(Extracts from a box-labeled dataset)
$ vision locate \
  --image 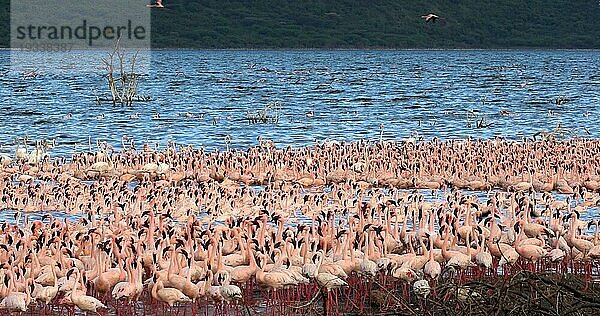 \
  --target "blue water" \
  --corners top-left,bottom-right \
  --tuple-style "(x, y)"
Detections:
(0, 51), (600, 154)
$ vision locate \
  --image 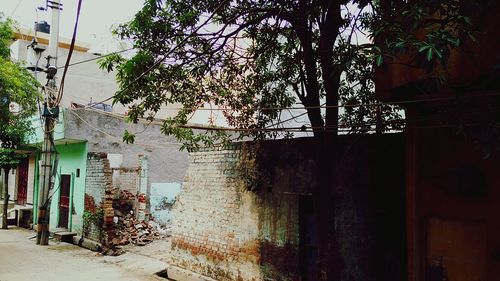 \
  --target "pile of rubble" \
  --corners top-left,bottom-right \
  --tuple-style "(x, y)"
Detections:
(99, 189), (170, 256)
(110, 214), (169, 246)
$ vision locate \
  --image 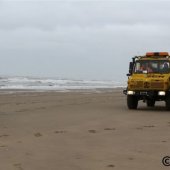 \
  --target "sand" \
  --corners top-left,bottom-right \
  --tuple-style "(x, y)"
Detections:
(0, 89), (170, 170)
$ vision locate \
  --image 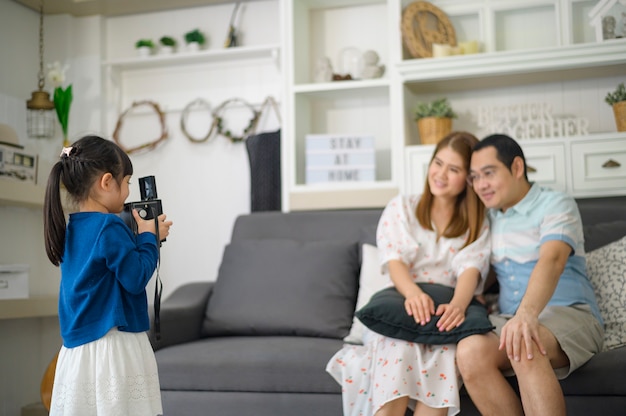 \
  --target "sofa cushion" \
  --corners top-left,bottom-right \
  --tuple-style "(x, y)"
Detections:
(586, 237), (626, 350)
(203, 240), (359, 338)
(155, 336), (342, 394)
(344, 244), (392, 344)
(583, 220), (626, 252)
(356, 283), (494, 344)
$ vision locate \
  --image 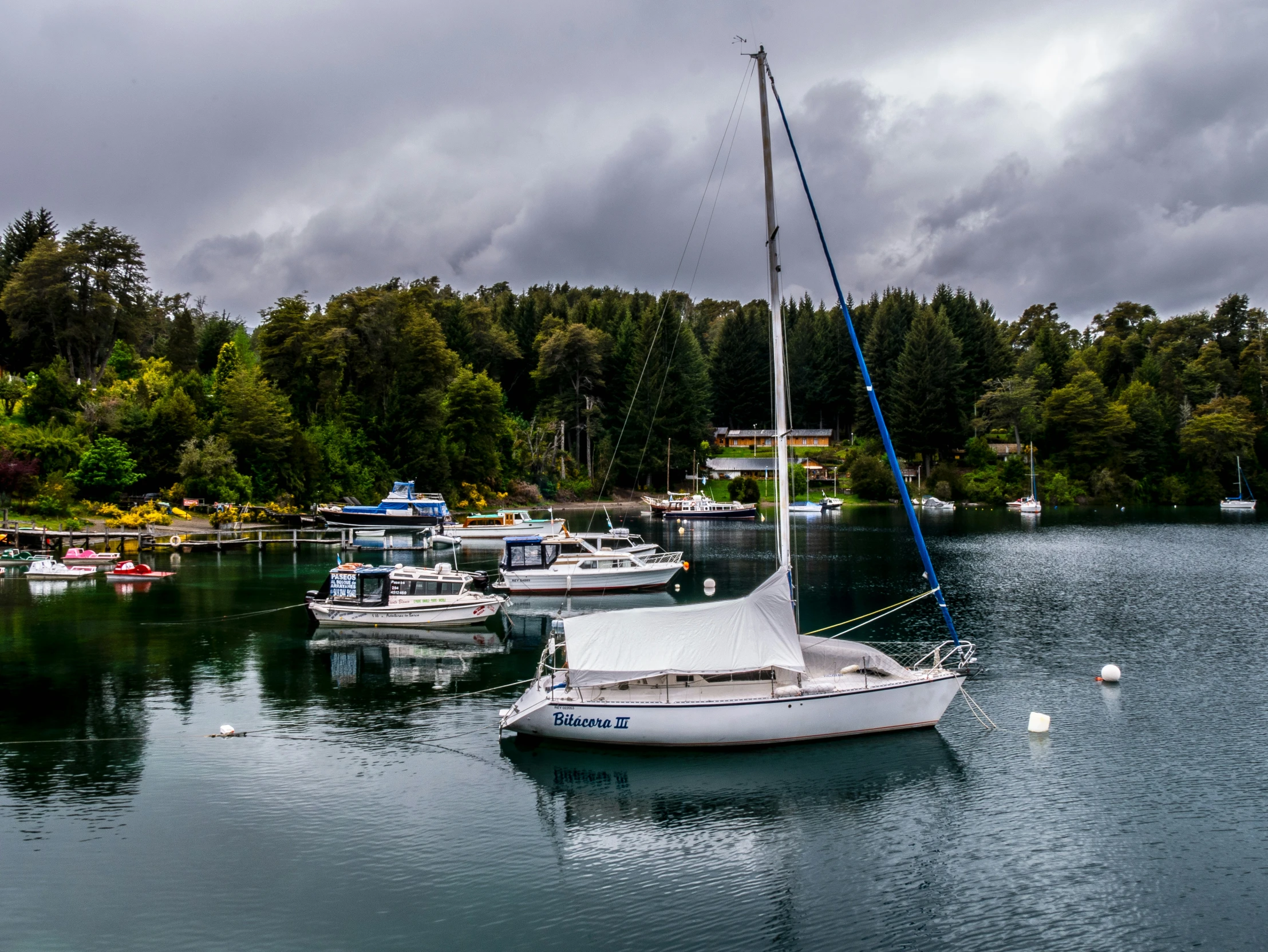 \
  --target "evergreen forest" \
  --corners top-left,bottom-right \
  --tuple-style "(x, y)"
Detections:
(0, 209), (1268, 515)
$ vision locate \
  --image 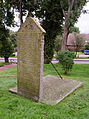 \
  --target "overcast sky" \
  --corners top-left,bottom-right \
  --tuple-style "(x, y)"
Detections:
(75, 2), (89, 34)
(10, 2), (89, 34)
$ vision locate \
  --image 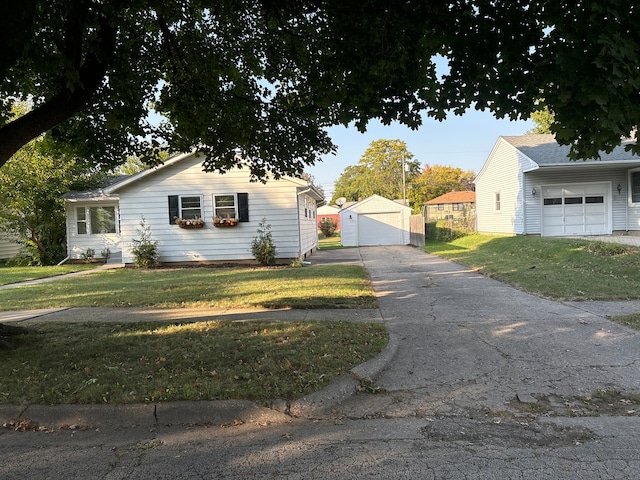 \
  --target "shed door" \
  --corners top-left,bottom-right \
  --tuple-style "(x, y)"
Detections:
(542, 183), (611, 236)
(358, 212), (402, 247)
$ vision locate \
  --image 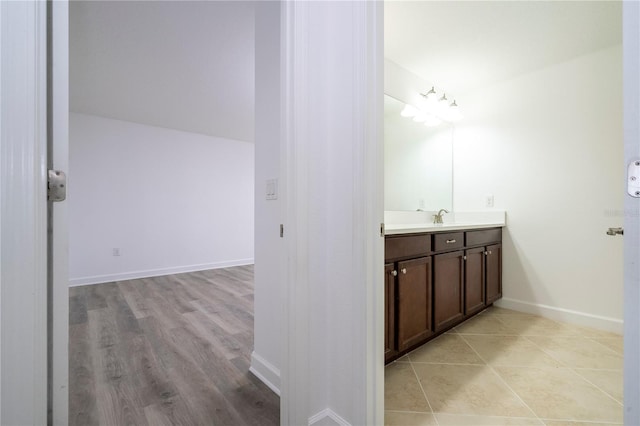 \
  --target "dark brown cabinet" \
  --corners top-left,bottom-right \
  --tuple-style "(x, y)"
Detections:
(433, 251), (464, 331)
(384, 228), (502, 362)
(485, 244), (502, 304)
(464, 247), (486, 315)
(397, 257), (433, 351)
(384, 263), (398, 362)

INSTRUCTION: Identify every line in the records above that contains the string "target", and copy each of those lines. Letter case counts.

THE OUTPUT:
  --target "blue water" \
  --target "pile of rubble" \
  --target "sand" \
  --target "sofa cushion" \
  --target "evergreen forest" \
  --target "overcast sky" \
  --target "shed door" \
  --target "dark brown cabinet" \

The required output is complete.